GOALS |
**A)** Do the following statements agree with the proceedings excerpt on working hours? (i) The speaker holds that hours of work should be judged by fatigue alone. (ii) Miss Mary Gilson's paper is to be given the next day. (iii) Miss Mary Van Kleeck was once connected with the Women's Bureau of the Department of Labor. Answer yes or no for each, quoting the deciding words.
**B)** In the proceedings excerpt on working hours, why does the speaker say hours of work should not be set by fatigue alone? Answer in one to three sentences.

READING TEXT |
I am not losing sight of the fact that hours of work should not be
gauged exclusively by the fatigue. I recognize clearly that there's
another side to it; that hours of work should not be so long as to
deprive the operative of a fair amount of leisure time outside for
recreation and social purposes, rest, and so on.
I am through. Now just bear with this, and do not be in a hurry
to say it is not so. Take it home and think about it, and whatever
else you do, remember that it's honest.
Mr. HENNING. I am advised that Miss Mary Gilson is not present,
and will present her paper on this subject to-morrow.
We now pass to the other subhead, "What industry means to
women workers." This will be discussed by two women, the first
one to be heard is a woman who at one time was with us in the
Department of Labor, connected with the Women's Bureau, and who
is now director of the division of industrial studies of the Russell
Sage Foundation, Miss Mary Van Kleeck.
WHAT

INDUSTRY

MEANS

TO

WOMEN

WORKERS.

MARY VAN KLEECK, director Department of Industrial Studies, Russell Sage
Foundation.

DATASET EXTRACT |
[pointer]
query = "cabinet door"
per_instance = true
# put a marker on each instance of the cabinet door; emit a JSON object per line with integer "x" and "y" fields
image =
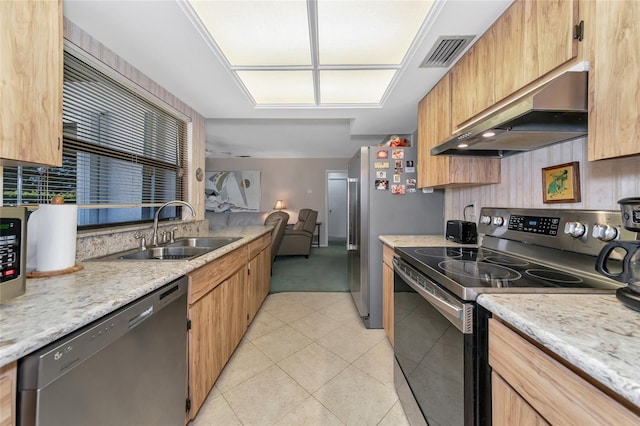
{"x": 614, "y": 79}
{"x": 218, "y": 322}
{"x": 31, "y": 75}
{"x": 387, "y": 291}
{"x": 8, "y": 385}
{"x": 473, "y": 80}
{"x": 434, "y": 127}
{"x": 533, "y": 38}
{"x": 549, "y": 386}
{"x": 508, "y": 408}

EXERCISE RESPONSES |
**A)**
(i) No: "hours of work should not be gauged exclusively by the fatigue"
(ii) Yes: "will present her paper on this subject to-morrow"
(iii) Yes: "at one time was with us in the Department of Labor, connected with the Women's Bureau"

**B)** The speaker sees another side to the question: hours of work should not be so long that they deprive the operative of a fair amount of leisure time outside. That time is needed for recreation, social purposes, and rest.